What is expected:
The line containing "locate | one dot per instance of the island" marks where to begin; quote it and every line after it through the end of the data, exactly as written.
————————
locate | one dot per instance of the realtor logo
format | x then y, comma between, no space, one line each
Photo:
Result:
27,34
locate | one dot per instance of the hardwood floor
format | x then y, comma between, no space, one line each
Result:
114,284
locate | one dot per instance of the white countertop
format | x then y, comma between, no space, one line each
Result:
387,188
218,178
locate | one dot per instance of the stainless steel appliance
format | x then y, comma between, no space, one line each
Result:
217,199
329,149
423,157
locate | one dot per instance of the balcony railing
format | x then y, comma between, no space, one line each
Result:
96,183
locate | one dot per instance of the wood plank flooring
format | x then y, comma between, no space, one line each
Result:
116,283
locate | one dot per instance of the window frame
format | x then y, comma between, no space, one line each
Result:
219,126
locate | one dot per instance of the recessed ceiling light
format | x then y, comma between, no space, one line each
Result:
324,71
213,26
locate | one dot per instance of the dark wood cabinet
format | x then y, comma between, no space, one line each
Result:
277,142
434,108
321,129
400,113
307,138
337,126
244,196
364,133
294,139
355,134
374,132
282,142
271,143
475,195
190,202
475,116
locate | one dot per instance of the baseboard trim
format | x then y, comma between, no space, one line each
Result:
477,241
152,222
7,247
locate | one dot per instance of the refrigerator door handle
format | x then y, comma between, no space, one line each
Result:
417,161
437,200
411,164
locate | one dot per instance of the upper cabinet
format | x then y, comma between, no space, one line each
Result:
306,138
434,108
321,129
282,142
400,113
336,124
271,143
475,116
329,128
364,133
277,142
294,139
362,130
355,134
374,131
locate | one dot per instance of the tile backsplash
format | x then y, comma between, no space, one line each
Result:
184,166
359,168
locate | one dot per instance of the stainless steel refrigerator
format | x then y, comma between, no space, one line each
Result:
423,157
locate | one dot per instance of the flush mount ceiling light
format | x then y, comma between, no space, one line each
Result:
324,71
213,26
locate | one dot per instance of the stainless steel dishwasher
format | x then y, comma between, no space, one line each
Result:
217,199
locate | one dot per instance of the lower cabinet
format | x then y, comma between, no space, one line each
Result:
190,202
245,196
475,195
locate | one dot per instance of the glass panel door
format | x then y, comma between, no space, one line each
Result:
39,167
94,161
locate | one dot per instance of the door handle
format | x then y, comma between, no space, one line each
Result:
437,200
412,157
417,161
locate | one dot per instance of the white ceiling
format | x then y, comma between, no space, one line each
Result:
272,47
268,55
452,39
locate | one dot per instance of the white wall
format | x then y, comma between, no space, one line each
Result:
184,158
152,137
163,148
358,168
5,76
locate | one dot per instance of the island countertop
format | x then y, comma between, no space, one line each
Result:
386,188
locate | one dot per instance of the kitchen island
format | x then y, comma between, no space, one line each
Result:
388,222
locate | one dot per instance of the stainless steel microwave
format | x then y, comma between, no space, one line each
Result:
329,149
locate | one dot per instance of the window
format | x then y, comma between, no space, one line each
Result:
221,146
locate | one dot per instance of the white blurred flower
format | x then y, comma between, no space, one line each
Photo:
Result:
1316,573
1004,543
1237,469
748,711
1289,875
————————
Response to the exercise:
locate | one dot per instance of the island countertop
format | x then y, comma between, no space, one line each
Result:
386,188
locate | one dot per instance of the kitchen island
format | x then y, comma between, no space, one line each
Result:
388,222
locate | one dot per instance of the stainless steel microwave
format | x then y, comma between, no space, one line each
Result:
329,149
locate | one dot per instance of the window
format | x then y, comma between, no space, one line each
Result:
221,146
locate | one dot per instance of the white blurred flower
format | x then y, comma between, no space, one line each
Photo:
Result:
1316,573
1004,543
1237,469
748,711
1289,875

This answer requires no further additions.